### Exercise description
Give every line of the data again, exactly as it is written.
======== Data records ========
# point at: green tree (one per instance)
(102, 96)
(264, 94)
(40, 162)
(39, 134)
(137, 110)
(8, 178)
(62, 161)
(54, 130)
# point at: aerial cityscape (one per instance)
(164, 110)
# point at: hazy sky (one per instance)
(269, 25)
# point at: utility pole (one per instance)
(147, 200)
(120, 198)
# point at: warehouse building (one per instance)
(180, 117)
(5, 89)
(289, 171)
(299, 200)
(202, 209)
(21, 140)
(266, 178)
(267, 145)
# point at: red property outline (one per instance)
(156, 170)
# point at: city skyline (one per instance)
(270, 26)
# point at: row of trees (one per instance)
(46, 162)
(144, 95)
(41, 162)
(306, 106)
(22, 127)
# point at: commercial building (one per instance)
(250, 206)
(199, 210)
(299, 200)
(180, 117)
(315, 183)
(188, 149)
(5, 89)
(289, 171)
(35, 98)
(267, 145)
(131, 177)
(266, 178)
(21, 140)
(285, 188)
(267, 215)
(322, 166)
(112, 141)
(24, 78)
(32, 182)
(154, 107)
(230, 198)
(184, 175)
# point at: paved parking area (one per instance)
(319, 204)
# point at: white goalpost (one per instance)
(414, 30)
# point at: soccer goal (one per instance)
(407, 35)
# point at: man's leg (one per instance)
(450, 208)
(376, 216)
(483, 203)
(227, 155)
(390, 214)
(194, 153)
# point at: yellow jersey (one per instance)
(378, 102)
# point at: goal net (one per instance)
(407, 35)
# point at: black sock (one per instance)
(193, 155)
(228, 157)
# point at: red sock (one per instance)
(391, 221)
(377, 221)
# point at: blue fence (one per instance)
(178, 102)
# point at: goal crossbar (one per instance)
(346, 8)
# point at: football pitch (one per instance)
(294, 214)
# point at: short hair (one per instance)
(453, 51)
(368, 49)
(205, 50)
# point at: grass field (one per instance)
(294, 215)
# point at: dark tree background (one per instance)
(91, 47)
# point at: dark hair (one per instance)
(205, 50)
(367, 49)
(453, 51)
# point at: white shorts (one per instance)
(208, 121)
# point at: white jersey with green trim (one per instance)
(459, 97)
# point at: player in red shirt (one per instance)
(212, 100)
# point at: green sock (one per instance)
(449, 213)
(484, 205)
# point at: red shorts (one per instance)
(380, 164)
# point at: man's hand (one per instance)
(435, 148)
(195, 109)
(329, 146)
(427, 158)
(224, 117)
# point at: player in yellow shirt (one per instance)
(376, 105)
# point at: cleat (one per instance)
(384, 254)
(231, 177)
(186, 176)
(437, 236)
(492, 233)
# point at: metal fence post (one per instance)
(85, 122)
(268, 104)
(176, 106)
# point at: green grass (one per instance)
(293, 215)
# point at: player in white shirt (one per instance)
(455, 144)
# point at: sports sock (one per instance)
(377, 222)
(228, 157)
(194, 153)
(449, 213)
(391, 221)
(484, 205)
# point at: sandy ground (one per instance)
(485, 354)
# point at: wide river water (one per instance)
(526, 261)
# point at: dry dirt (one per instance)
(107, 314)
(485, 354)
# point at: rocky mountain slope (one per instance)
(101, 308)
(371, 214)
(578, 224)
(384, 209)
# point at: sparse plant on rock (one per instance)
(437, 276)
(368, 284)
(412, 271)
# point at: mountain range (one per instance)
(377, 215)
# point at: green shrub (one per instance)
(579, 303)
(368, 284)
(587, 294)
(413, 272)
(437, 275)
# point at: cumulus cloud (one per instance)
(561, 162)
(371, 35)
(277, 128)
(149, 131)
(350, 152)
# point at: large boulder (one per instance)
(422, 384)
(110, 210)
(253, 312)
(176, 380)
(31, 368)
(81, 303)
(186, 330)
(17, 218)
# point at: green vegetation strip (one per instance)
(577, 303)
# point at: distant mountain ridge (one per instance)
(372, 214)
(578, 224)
========
### Response
# point at: green tree (one per instance)
(102, 96)
(264, 94)
(40, 162)
(39, 134)
(137, 110)
(8, 178)
(62, 161)
(54, 130)
# point at: aerial cityscape (one per instance)
(164, 110)
# point at: hazy sky (one per instance)
(269, 25)
# point at: utility pole (one per instance)
(147, 200)
(120, 198)
# point at: warehouse building (one per instance)
(180, 117)
(5, 89)
(289, 171)
(299, 200)
(202, 209)
(21, 140)
(266, 178)
(267, 145)
# point at: red property outline (one per instance)
(156, 170)
# point at: city skyline (one per instance)
(270, 26)
# point at: row of trees (one per instance)
(46, 162)
(144, 95)
(41, 162)
(306, 106)
(22, 127)
# point at: commercial building (one per instance)
(250, 206)
(199, 210)
(299, 200)
(180, 117)
(315, 183)
(188, 149)
(5, 89)
(289, 171)
(35, 98)
(267, 145)
(131, 177)
(266, 178)
(21, 140)
(285, 188)
(267, 215)
(322, 166)
(112, 141)
(24, 78)
(32, 182)
(154, 107)
(230, 198)
(184, 175)
# point at: paved parking area (one per instance)
(319, 204)
# point at: white goalpost (one per instance)
(414, 30)
# point at: soccer goal (one per instance)
(407, 35)
# point at: man's leg (one per instance)
(450, 208)
(376, 216)
(483, 203)
(227, 155)
(390, 214)
(194, 153)
# point at: yellow jersey (one per instance)
(378, 102)
# point at: goal net (one per instance)
(407, 35)
# point at: black sock (one per instance)
(193, 155)
(228, 157)
# point at: red sock (one per instance)
(391, 221)
(377, 221)
# point at: blue fence (one per instance)
(178, 102)
# point at: goal crossbar (one per instance)
(346, 8)
# point at: football pitch (one per instance)
(294, 214)
# point at: short hair (one per instance)
(453, 51)
(368, 49)
(205, 50)
# point at: grass field (one per instance)
(294, 215)
# point at: dark tree background (one per instance)
(91, 47)
# point at: dark hair (one per instance)
(205, 50)
(367, 49)
(453, 51)
# point at: white shorts (one per instance)
(208, 121)
# point at: white jersey with green trim (one per instance)
(459, 97)
# point at: player in red shirt (one per instance)
(212, 100)
# point at: green sock (one per instance)
(449, 213)
(484, 205)
# point at: red shorts (one per instance)
(380, 164)
# point at: man's hand (one per instance)
(435, 148)
(195, 109)
(329, 146)
(427, 158)
(224, 117)
# point at: player in yellow shirt (one per instance)
(376, 105)
# point at: cleat (one per instance)
(384, 254)
(231, 177)
(186, 176)
(437, 236)
(492, 233)
# point at: metal fence post (one per instance)
(85, 122)
(268, 104)
(176, 106)
# point at: green grass (one per instance)
(293, 215)
# point at: player in white shirt (one per instance)
(455, 144)
# point at: sports sock (one per instance)
(377, 222)
(228, 157)
(194, 153)
(449, 213)
(391, 221)
(484, 205)
# point at: sandy ground (one per instance)
(485, 354)
# point at: wide river water (one per instance)
(526, 261)
# point at: dry dirt (one per instance)
(107, 314)
(485, 354)
# point at: rocky mountain slope (one per instance)
(101, 308)
(371, 214)
(578, 224)
(384, 209)
# point at: sparse plant on rock (one per instance)
(437, 276)
(368, 284)
(412, 271)
# point at: mountain range (one per instance)
(377, 215)
# point at: green shrub (one per instance)
(579, 303)
(368, 284)
(587, 294)
(413, 272)
(437, 275)
# point at: cumulus cloud (one per instance)
(561, 162)
(371, 35)
(277, 128)
(149, 131)
(350, 152)
# point at: large boulder (one per instance)
(422, 384)
(110, 210)
(253, 312)
(176, 380)
(31, 368)
(81, 303)
(186, 330)
(17, 218)
# point at: green vegetation strip (one per instance)
(577, 303)
# point at: distant mountain ridge (one per instance)
(372, 214)
(578, 224)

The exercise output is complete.